To do
1 > Could you extract the part of the taste panel passage starting with "The significance of" and going on through "samples (Table 4)."?
2 > How would the passage on presentation order effects in meat tasting panels go on? Write the next part, picking up after its final sentence.

Session effects within the taste panel for the grill samples achieved significance for about half the sensory scores (Table 2). When averaged across all sensory scores, the predicted means for session effects for the grilled samples had a variance of 4.5 and 3.5 sensory units for Australian and Korean consumers, respectively. It was not obvious as to the cause of the slightly larger variance for the session with Australian consumers. Thompson et al. (2005) estimated a similar variance for session effects of sheep meat samples, which had been tested using a similar sensory protocol.
The significance of order of presentation effects for grill and BBQ cooking techniques are shown in Tables 3 and 4, respectively. The importance of order of presentation effects across the four consumer group/cooking method subclasses was variable. For grilled samples there was a trend for an increase in sensory scores as order of presentation increased (P < 0.05; Table 4). Exceptions were juiciness and like flavour scores for Australian consumers, where the trend was not significant (P > 0.05), and juiciness score for Korean consumers, where the effect of presentation order was negative (Table 4). The magnitude of the order effects were often as high as 5–10 sensory units over the tasting of six experimental samples (Table 4).
Predicted means for presentation order on tenderness, juiciness, like flavour and overall liking and the MQ4 score of grilled steaks
The means were adjusted for taste panel, session (taste panel), sample (taste panel), a random effect was for taster (taste panel × session), fixed demographic and a lag effect for the preceding sample
The significance and magnitude of the order effect for the BBQ cooking method contrasted with that found for grilled samples. For BBQ samples, order effects were either not significant (as for grilled samples for the Australian consumers), or did not show a linear change (as for grilled samples for Korean consumers, see Table 5). Few reports are available on order effects in meat tasting panels. In an analysis of cheese tasting data, Muir and Hunter (1991–1992) found that order of presentation effects were most evident between the first and subsequent samples. In the present study, the purpose of the starter sample was in part to take account of this effect in allowing the untrained consumers to become familiar with the tasting procedure. Rousset et al. (1993) reported that analysis of presentation order effects in meat tasting data showed that the last sample achieved the highest rating. For grill samples in the present study, there was a general trend for sensory score to increase linearly over the six experimental samples. This trend with grilled steaks contrasted to the order effect for BBQ samples, whereas with Australian consumers, the magnitude of the increase was about half that observed with grill samples and it failed to achieve significance. This suggested that for Australian consumers, part of the increased appreciation due to the order effect was associated with the cooking technique, or the presentation of larger samples with the grill protocol. For Korean consumers presented with BBQ samples, the order effect did not show a linear trend, but rather one where the 4th sample showed a large decline in sensory score. It is difficult to suggest a reason for this, albeit to say that the magnitude of the order effect for Korean consumers presented with BBQ samples was much less than the grill samples.

Raw records

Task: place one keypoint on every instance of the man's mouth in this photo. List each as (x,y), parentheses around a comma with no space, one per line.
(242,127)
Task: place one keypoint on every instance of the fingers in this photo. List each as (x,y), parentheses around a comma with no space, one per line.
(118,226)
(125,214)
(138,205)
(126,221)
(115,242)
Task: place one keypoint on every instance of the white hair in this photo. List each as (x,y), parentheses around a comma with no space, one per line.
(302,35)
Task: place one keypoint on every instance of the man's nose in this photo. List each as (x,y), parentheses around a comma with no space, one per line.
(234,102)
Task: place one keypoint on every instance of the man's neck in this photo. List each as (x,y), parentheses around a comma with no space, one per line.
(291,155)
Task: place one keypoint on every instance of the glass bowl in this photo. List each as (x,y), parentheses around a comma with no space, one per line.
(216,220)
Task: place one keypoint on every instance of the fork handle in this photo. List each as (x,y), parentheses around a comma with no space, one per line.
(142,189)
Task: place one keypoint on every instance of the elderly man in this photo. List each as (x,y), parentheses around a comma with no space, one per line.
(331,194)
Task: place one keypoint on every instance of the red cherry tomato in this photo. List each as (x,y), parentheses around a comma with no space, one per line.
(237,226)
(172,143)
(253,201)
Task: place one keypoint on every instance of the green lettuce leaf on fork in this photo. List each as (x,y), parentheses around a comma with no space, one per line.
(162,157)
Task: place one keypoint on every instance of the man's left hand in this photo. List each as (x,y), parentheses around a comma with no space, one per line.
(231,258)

Written answers
1 >
The significance of order of presentation effects for grill and BBQ cooking techniques are shown in Tables 3 and 4, respectively. The importance of order of presentation effects across the four consumer group/cooking method subclasses was variable. For grilled samples there was a trend for an increase in sensory scores as order of presentation increased (P < 0.05; Table 4). Exceptions were juiciness and like flavour scores for Australian consumers, where the trend was not significant (P > 0.05), and juiciness score for Korean consumers, where the effect of presentation order was negative (Table 4). The magnitude of the order effects were often as high as 5–10 sensory units over the tasting of six experimental samples (Table 4).

2 >
Predicted means for presentation order on tenderness, juiciness, like flavour and overall liking and the MQ4 score of Korean barbeque samples
The means were adjusted for taste panel, session (taste panel), sample (taste panel), a random effect was for taster (taste panel × session) and fixed demographic effects
Carry-over effects were evident for some sensory scores for Australian and Korean consumers presented with grill or BBQ samples (Tables 2 and 3). Carry-over effects were associated with juiciness and like flavour scores, with the exception of the tenderness score for Korean consumers presented with grill samples. For the juiciness and like flavour scores, the coefficients of the carry-over effects were of the order of 0.02–0.12 sensory units (i.e. the higher the sensory score for the previous sample, the higher the score given to the current sample). As the carry-over effect was largely associated with the like flavour and juiciness attributes there was a suggestion that there was a ‘mouth feel’ or ‘taste’ component that was carried over to the next sample. Carry-over effects have often been shown to be important, particularly when only a few attributes were being assessed on each sample, and/or the time interval between tastings was small (Ferris et al. 2003). As in the present study, Ferris et al. (2003) also reported that carry-over effects were associated with flavour traits.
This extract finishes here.